Washington Inn & Wine Bar
The Washington Inn occupies a fully restored 1840 Greek Revival plantation house at 801 Washington Street, six blocks north of the beach at the head of Cape May's National Historic Landmark district. The Craig family bought the building in 1978 and have operated it as a restaurant continuously ever since — Arthur Craig acquired the liquor licence in 1981, the wine programme has been built across forty years under three generations of family leadership, and the inn is now operated by Michael Craig, the eldest son of the founding generation. The building itself has six distinct dining areas — a summer patio under climbing roses, a fireside main dining room, a smaller library room that seats twenty for private dinners, a glassed-in solarium, the wine-bar room with its own à la carte menu, and a courtyard for warm-weather aperitifs — and the inn handles the routing between these rooms with a hospitality that is, by Cape May standards, almost legendary.
Peter Shields Inn
Peter Shields Inn occupies a fully restored 1907 Colonial Revival mansion at 1301 Beach Avenue, on the East End of Cape May directly opposite the Atlantic Ocean and a half-mile from the Washington Street Mall. The building was constructed by Peter Shields, the wealthy steel-industry executive who is credited with planning the East Cape May beach district itself, and the architecture — three-storey gabled front, wraparound veranda, leaded windows facing the sea — has been preserved through successive ownerships since the property was converted into an inn in 1986. The dining room seats sixty-eight across a glassed-in front parlour, a more intimate centre room with a working fireplace, and the wraparound porch which seats sixteen in season. Every front-facing seat looks directly out at the Atlantic.

Material shown:
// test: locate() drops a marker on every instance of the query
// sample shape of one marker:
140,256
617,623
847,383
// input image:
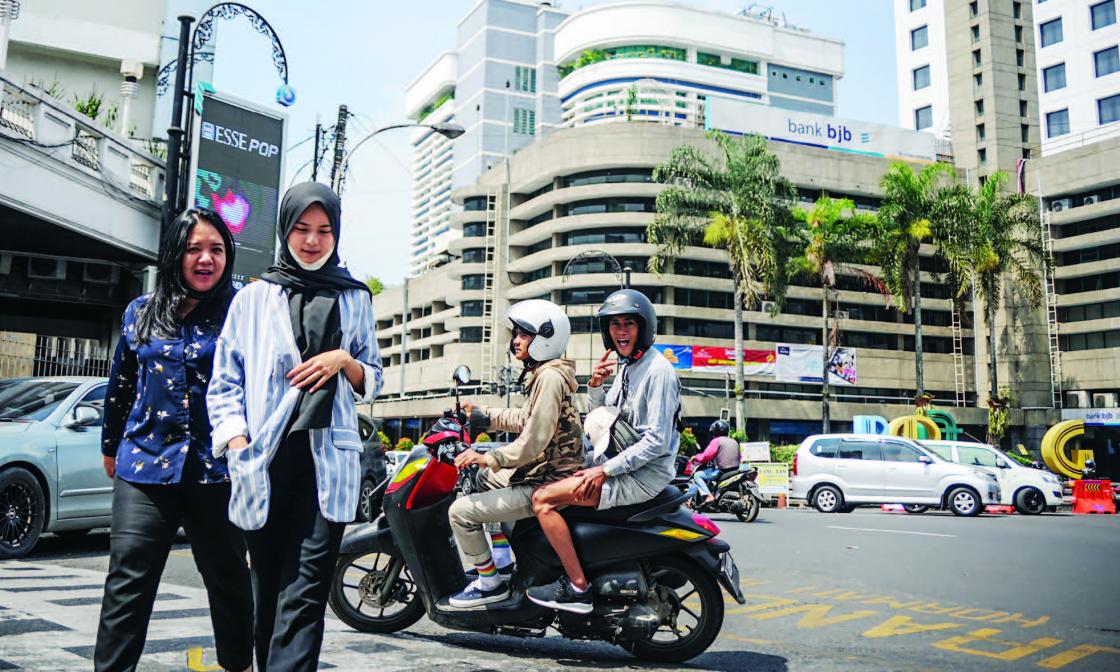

What is required: Resume the write-up on Cape May's historic inns after its final sentence, about the Atlantic view from the Peter Shields Inn.

Output for this task:
410 Bank Street
410 Bank Street occupies an 1840 carriage house at 410 Bank Street in the historic district of West Cape May, tucked behind a deep canopy of trees, climbing wisteria, and tropical foliage that the New York Times once described as making the entrance feel more like a Caribbean garden than a Jersey shore street. The dining room — fifty-six covers across the carriage-house interior, a wraparound screened porch with overhead fans, and a string-lit back patio — has been the consistent winner of New Jersey Monthly's Best Restaurant award for more than two decades and was named by Zagat among the top one-hundred restaurants in the United States across the early 2000s. The New York Times has reviewed the room repeatedly over the years and called it, in a memorable line, 'the reason many come to Cape May.' The restaurant is seasonal, open from mid-May through mid-October, and BYO — Cape May permits restaurants without liquor licences to operate this way, and a $8 corkage on guests' own wines has been a 410 Bank Street tradition since opening.
Tisha's Fine Dining
Tisha's Fine Dining occupies a storefront on the Washington Street Mall at 322 Washington Street, the pedestrianised retail spine of Cape May's National Historic Landmark district, three blocks from the beach and a block from the Virginia Hotel. The restaurant was founded by Letitia 'Tisha' Negro in 1988 in Wildwood, moved to Cape May in 1995, and is now operated by Tisha's son Paul Negro and his wife Jennifer — a family operation in genuine continuous tenure for more than three decades. The dining room is intimate, around forty-eight covers across a main room with white tablecloths and a smaller side room used for small private parties; the cooking philosophy is the deliberate counterpoint to Cape May's more architectural fine-dining rooms: confident, generous, polished cooking in a setting that does not perform.